So looking at the leather kits from ACW kits and the cap pouches and cartridge boxes seem pretty straightforward. I was wondering about the bayonet scabbard on how that stitching is done and still be form fitting for the bayonet? Anyone ever done one of these or made any triangular bayonet scabbard? I have some leather working experience but seems a little more advanced.
I began making 18th and 19th century repro triangular bayonet and sword scabbards in 1980, after finding out how to make the stitching and basic construction techniques from Colonial Williamsburg.

1. Are you trying to make a rather exact copy of a U.S. scabbard? If so you will need a repro brass tip. The repro tips are available on other sites.

2. Locally/home made Confederate copies of the scabbard may or may not have had the brass tip, though Confederate Arsenal made or contracted scabbards usually had them.

Here is a pic of the most common way the scabbards were stitched and it was done by what is called "butt stitching," where the ends of each side of the leather are sewn end to end so the joint is flat and the edges are sort of "puffed up" on top, from the thread.

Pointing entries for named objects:
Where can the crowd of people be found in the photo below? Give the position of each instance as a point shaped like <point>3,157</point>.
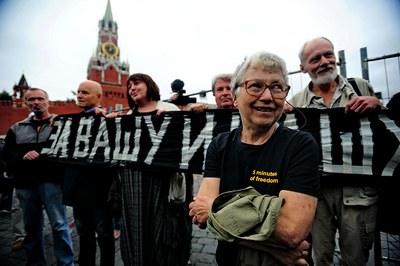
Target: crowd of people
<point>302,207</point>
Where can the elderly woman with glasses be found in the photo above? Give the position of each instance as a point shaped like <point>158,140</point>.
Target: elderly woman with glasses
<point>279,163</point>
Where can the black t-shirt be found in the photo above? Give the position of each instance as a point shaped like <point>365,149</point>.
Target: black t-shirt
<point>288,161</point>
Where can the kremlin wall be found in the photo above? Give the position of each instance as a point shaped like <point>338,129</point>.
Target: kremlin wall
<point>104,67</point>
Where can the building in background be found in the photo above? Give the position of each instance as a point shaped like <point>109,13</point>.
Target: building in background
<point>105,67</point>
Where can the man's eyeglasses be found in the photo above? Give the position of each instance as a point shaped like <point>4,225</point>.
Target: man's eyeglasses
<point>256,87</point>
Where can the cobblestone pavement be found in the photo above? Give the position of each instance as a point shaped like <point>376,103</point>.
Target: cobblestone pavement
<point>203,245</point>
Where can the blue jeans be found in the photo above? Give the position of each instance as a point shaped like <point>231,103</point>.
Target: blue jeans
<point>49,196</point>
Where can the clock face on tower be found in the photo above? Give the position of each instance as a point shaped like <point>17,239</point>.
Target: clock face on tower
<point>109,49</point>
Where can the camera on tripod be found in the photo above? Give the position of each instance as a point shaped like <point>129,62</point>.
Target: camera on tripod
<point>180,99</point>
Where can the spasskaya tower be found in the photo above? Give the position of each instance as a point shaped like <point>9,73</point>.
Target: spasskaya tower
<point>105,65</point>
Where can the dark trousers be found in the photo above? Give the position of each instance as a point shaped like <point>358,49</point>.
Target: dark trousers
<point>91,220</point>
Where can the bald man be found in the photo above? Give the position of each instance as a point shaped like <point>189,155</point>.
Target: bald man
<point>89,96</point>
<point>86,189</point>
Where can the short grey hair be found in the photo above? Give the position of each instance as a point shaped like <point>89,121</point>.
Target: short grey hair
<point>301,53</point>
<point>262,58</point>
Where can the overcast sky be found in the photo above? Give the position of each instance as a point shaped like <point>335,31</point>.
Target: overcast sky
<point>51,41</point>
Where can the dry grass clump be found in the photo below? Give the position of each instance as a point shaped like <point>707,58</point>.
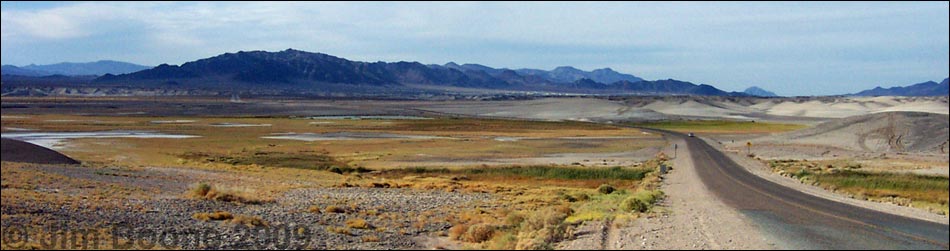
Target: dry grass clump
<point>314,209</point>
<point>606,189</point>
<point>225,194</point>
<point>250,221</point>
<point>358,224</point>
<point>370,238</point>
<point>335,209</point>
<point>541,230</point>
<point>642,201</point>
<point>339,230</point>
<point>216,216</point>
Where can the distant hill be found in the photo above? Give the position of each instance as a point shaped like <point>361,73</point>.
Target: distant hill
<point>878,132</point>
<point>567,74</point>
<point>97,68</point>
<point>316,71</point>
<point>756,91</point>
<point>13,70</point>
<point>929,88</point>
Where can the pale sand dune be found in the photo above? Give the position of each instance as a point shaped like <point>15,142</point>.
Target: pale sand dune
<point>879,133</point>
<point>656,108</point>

[YOUR TASKS]:
#1 In the bayonet scabbard passage, what is the name of the most common stitching method used on the scabbards?
#2 Set down the portion of the bayonet scabbard passage starting at "So looking at" and ending at "little more advanced.".

[FINAL ANSWERS]:
#1 Butt stitching.

#2
So looking at the leather kits from ACW kits and the cap pouches and cartridge boxes seem pretty straightforward. I was wondering about the bayonet scabbard on how that stitching is done and still be form fitting for the bayonet? Anyone ever done one of these or made any triangular bayonet scabbard? I have some leather working experience but seems a little more advanced.